[Region segmentation data]
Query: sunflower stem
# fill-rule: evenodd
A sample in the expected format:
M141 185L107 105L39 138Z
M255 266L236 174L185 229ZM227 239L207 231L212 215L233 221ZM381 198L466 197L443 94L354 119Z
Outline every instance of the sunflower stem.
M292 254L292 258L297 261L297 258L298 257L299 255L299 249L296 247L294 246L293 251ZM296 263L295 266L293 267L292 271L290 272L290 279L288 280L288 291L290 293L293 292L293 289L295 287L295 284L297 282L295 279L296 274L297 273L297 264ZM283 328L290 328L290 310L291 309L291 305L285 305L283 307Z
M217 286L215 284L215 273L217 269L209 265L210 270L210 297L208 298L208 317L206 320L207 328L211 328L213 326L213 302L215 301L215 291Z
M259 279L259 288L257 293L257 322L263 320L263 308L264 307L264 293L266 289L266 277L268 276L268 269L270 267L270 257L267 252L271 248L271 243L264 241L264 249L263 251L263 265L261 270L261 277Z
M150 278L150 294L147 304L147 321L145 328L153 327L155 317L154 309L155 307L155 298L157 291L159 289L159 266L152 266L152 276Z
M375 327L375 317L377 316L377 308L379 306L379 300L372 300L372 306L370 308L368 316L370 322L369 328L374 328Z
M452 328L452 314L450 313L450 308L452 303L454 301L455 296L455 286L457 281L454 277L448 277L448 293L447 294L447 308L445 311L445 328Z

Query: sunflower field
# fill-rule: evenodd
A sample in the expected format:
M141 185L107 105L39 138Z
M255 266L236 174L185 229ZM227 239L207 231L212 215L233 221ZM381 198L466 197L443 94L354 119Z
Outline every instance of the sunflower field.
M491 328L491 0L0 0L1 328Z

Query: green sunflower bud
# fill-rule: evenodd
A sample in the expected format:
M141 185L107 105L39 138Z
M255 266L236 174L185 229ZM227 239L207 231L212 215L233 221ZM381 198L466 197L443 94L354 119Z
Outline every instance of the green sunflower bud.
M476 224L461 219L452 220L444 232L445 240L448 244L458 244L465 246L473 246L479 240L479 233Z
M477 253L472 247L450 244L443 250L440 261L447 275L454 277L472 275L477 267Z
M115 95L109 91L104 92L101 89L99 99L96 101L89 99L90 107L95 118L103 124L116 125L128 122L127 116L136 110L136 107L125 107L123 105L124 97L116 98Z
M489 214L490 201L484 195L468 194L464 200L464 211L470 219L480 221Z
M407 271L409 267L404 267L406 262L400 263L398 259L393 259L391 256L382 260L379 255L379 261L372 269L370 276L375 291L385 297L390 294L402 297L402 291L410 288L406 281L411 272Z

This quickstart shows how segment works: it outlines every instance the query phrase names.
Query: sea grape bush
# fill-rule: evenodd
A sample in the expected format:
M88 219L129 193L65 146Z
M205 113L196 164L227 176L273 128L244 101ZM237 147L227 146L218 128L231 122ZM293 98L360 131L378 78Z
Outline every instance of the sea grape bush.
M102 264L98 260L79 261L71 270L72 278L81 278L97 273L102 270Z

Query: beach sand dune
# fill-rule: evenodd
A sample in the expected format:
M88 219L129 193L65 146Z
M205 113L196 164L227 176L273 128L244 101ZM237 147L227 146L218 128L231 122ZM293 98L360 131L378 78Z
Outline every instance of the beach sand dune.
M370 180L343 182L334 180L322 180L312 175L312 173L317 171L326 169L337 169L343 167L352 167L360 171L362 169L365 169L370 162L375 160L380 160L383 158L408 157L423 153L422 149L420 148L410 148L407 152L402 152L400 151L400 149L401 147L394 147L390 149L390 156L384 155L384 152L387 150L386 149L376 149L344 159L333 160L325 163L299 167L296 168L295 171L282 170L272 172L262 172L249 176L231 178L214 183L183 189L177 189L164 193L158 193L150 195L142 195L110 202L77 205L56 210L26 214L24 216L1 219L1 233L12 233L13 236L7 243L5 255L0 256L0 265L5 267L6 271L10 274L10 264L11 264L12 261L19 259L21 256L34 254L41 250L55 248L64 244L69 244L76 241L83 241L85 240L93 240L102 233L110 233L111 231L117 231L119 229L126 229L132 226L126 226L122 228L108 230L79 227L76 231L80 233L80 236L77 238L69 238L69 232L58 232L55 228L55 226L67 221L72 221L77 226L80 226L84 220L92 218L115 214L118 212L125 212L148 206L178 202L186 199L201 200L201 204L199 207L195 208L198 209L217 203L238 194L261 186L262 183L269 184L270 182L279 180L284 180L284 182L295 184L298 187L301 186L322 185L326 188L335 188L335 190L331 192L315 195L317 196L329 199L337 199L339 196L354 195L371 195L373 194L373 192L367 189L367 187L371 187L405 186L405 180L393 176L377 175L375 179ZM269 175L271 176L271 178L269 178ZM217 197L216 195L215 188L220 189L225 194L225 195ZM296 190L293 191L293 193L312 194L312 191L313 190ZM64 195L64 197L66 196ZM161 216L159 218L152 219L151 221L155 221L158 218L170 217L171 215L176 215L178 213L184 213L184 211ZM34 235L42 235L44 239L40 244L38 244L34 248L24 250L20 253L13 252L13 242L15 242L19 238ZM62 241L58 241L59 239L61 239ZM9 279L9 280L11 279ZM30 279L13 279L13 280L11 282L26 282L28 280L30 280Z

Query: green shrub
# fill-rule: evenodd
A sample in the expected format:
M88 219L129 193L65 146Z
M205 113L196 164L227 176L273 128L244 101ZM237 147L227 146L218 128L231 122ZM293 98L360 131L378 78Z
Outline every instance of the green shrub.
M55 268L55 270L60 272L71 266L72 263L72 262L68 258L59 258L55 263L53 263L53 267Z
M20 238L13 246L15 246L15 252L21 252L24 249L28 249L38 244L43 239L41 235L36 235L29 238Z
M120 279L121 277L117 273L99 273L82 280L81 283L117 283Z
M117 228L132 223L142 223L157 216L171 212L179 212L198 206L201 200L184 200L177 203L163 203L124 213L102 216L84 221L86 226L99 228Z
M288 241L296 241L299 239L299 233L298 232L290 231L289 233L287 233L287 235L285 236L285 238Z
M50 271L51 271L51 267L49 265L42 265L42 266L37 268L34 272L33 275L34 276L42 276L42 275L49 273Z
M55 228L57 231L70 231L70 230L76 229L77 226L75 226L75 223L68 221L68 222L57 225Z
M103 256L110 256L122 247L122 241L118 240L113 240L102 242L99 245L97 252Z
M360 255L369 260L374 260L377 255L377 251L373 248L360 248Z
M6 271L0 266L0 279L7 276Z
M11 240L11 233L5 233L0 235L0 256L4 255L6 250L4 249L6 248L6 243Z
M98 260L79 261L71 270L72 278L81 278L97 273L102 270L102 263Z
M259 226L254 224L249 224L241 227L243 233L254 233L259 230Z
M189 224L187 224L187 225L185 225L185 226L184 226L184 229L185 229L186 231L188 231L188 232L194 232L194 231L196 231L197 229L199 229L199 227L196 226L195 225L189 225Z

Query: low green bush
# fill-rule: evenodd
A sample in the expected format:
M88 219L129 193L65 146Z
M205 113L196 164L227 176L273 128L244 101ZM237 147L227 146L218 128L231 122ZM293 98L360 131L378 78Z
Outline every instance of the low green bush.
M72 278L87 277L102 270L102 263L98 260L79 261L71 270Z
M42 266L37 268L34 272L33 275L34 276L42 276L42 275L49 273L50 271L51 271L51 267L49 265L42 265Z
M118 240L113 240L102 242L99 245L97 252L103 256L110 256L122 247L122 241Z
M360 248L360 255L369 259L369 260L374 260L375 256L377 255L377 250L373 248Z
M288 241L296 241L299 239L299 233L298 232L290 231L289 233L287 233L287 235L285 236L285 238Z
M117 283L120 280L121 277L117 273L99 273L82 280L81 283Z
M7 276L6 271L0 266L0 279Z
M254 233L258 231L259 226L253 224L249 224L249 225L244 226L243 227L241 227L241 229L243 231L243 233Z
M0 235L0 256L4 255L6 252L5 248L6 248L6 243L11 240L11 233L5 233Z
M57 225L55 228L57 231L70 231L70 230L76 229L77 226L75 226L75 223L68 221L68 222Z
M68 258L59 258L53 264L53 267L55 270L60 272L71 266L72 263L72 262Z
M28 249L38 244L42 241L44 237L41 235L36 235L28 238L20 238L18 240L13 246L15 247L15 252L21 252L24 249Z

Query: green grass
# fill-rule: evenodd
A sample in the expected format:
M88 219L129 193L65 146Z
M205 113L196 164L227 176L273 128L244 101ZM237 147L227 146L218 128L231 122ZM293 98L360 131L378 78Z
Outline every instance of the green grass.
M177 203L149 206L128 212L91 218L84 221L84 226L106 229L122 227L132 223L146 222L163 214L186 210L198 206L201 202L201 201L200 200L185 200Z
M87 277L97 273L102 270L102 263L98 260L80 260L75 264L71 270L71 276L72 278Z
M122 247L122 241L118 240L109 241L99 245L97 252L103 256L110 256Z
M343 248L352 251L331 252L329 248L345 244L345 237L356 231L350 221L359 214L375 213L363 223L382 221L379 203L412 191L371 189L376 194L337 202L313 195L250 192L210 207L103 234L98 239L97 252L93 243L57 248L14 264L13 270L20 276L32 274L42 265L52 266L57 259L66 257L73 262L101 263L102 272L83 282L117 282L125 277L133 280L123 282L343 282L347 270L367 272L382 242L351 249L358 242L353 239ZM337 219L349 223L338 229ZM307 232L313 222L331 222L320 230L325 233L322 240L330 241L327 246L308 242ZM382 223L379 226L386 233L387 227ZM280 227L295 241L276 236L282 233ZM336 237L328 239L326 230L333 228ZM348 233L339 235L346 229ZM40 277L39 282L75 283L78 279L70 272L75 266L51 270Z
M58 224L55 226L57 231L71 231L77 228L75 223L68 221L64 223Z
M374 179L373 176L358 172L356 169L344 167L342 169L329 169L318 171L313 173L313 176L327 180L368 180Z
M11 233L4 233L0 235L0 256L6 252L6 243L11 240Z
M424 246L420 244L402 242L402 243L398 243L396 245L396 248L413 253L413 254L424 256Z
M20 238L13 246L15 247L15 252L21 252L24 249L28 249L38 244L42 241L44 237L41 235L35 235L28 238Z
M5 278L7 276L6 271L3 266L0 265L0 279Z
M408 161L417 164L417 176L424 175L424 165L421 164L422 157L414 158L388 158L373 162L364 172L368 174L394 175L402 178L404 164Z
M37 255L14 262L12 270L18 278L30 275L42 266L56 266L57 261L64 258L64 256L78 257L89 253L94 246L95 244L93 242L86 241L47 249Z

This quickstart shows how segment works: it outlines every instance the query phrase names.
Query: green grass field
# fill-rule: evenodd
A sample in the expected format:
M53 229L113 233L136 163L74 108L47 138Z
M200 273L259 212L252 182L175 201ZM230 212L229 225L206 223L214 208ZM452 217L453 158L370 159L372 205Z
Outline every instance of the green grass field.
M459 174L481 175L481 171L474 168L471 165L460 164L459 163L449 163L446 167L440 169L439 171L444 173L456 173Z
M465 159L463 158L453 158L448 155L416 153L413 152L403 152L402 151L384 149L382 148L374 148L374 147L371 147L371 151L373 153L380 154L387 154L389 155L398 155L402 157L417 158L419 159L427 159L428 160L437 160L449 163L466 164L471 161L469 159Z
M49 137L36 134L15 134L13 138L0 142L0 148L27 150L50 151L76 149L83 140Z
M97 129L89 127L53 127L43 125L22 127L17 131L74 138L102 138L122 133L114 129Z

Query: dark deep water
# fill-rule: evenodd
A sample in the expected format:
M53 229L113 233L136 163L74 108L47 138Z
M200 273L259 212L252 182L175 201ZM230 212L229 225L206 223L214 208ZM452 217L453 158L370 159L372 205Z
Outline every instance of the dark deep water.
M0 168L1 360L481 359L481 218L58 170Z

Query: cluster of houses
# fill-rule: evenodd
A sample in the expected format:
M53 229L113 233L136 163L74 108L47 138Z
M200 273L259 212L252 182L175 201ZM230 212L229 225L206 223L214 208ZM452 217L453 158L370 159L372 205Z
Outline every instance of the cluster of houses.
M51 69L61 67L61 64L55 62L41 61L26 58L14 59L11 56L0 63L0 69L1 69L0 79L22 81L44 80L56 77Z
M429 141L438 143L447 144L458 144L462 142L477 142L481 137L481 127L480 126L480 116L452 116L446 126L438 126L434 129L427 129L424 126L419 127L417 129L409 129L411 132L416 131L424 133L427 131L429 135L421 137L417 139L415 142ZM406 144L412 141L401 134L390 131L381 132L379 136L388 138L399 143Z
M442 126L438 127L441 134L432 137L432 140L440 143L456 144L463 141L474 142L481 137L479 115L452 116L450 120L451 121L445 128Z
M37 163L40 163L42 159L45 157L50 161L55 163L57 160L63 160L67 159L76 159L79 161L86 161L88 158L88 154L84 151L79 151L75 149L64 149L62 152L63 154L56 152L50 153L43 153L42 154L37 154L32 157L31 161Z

* **REQUIRED TASK**: Can you print everything from the start of the listing down to the line containing "M452 328L452 314L450", including both ends, word for word?

* **WRITTEN ANSWER**:
Query: sunflower stem
# fill-rule: evenodd
A sample in the expected format:
M141 185L107 105L39 138Z
M255 266L236 174L185 229ZM227 239L207 231L212 215L233 221ZM381 198L466 197L443 94L354 119Z
Outline every instance of the sunflower stem.
M292 254L292 258L297 261L297 258L298 257L299 255L299 249L296 247L294 246L293 251ZM296 263L295 266L293 267L292 271L290 272L290 279L288 280L288 291L290 293L293 292L293 289L295 287L295 284L297 282L295 279L296 274L297 273L297 264ZM283 328L290 328L290 310L291 309L291 305L285 305L283 307Z
M217 286L215 284L215 273L217 269L209 265L210 270L210 297L208 298L208 317L206 320L207 328L211 328L213 326L213 302L215 301L215 291Z
M259 279L259 288L257 293L257 322L263 320L263 308L264 307L264 293L266 289L266 277L268 276L268 269L270 267L270 257L267 252L271 248L271 243L264 241L264 249L263 251L263 265L261 270L261 277Z
M150 278L150 294L147 304L147 321L145 328L153 327L155 317L154 309L155 307L155 298L157 291L159 289L159 266L152 266L152 276Z
M375 327L375 317L377 316L377 308L379 306L379 300L372 300L372 306L370 308L368 316L370 322L369 328L374 328Z
M452 328L452 314L450 313L450 308L452 303L454 301L455 296L455 286L457 281L454 277L448 277L448 293L447 294L447 308L445 311L445 328Z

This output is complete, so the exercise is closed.